* Kutipan Sumber

Namun apa yang di-sederhana-kan dan diminimalisir di versi live action GitS terbayarkan lewat konsep universe yang begitu detail, punya style artistik tersendiri yang remarkable, dan kesemuanya punya daya eyegasm (juga eargasm) yang berlipat-lipat lewat format IMAX 3D. Tak hanya aspect ratio 1.85:1 yang membuatnya tampak full-frame di layar IMAX, tapi juga punya efek-efek 3D yang meningkatkan experience GitS jauh lebih tinggi lagi. Baik depth of field maupun pop-out gimmick, sama-sama memanjakan. Butir-butir pecahan kaca, percikan air, bahkan ScarJo yang menjatuhkan tubuh terasa benar-benar keluar dari layar. Sound mixing yang terdengar very detailed, crisp, clear, deep bass, dan pembagian kanal surround yang powerful, menambah poin experience GitS di teater IMAX 3D.

* Tujuan Tugas
Tolong tulis ulang kutipan ulasan GitS mulai dari "Namun apa yang" sampai dengan "teater IMAX 3D.", dan ubah kata "memanjakan" menjadi "memukau".

(Sederet materi)
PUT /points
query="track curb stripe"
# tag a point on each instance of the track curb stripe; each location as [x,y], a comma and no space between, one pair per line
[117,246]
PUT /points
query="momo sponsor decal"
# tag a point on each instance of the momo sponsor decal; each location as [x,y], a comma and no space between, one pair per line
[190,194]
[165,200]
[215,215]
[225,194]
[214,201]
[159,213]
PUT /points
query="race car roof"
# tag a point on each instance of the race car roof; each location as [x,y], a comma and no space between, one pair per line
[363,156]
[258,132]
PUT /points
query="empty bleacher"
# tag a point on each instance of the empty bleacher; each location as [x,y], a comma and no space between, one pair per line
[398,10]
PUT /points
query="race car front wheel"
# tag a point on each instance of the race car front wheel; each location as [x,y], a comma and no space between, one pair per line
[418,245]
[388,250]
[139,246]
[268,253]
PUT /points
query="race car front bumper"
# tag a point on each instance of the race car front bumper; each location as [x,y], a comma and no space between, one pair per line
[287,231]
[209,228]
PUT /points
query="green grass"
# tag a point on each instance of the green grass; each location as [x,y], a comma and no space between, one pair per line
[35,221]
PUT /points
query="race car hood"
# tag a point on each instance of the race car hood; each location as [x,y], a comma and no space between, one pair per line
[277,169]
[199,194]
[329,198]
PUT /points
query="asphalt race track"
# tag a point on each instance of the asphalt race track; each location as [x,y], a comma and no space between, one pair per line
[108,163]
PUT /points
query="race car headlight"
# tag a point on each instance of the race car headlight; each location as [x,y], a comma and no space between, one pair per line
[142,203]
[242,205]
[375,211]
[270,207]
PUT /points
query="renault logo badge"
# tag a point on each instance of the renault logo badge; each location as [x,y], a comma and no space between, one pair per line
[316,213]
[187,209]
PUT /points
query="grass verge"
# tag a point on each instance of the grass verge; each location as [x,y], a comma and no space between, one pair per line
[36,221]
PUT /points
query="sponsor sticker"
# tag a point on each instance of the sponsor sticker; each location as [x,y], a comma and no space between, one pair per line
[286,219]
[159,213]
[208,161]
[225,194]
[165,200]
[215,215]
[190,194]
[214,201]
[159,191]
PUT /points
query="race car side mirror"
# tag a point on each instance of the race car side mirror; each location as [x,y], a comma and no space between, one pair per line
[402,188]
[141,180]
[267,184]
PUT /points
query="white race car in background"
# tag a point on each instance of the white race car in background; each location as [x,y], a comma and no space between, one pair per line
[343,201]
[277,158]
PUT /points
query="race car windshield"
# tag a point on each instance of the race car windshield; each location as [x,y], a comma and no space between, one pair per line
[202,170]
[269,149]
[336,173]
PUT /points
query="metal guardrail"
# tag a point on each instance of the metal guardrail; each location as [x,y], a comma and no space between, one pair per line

* Jawaban
Namun apa yang di-sederhana-kan dan diminimalisir di versi live action GitS terbayarkan lewat konsep universe yang begitu detail, punya style artistik tersendiri yang remarkable, dan kesemuanya punya daya eyegasm (juga eargasm) yang berlipat-lipat lewat format IMAX 3D. Tak hanya aspect ratio 1.85:1 yang membuatnya tampak full-frame di layar IMAX, tapi juga punya efek-efek 3D yang meningkatkan experience GitS jauh lebih tinggi lagi. Baik depth of field maupun pop-out gimmick, sama-sama memukau. Butir-butir pecahan kaca, percikan air, bahkan ScarJo yang menjatuhkan tubuh terasa benar-benar keluar dari layar. Sound mixing yang terdengar very detailed, crisp, clear, deep bass, dan pembagian kanal surround yang powerful, menambah poin experience GitS di teater IMAX 3D.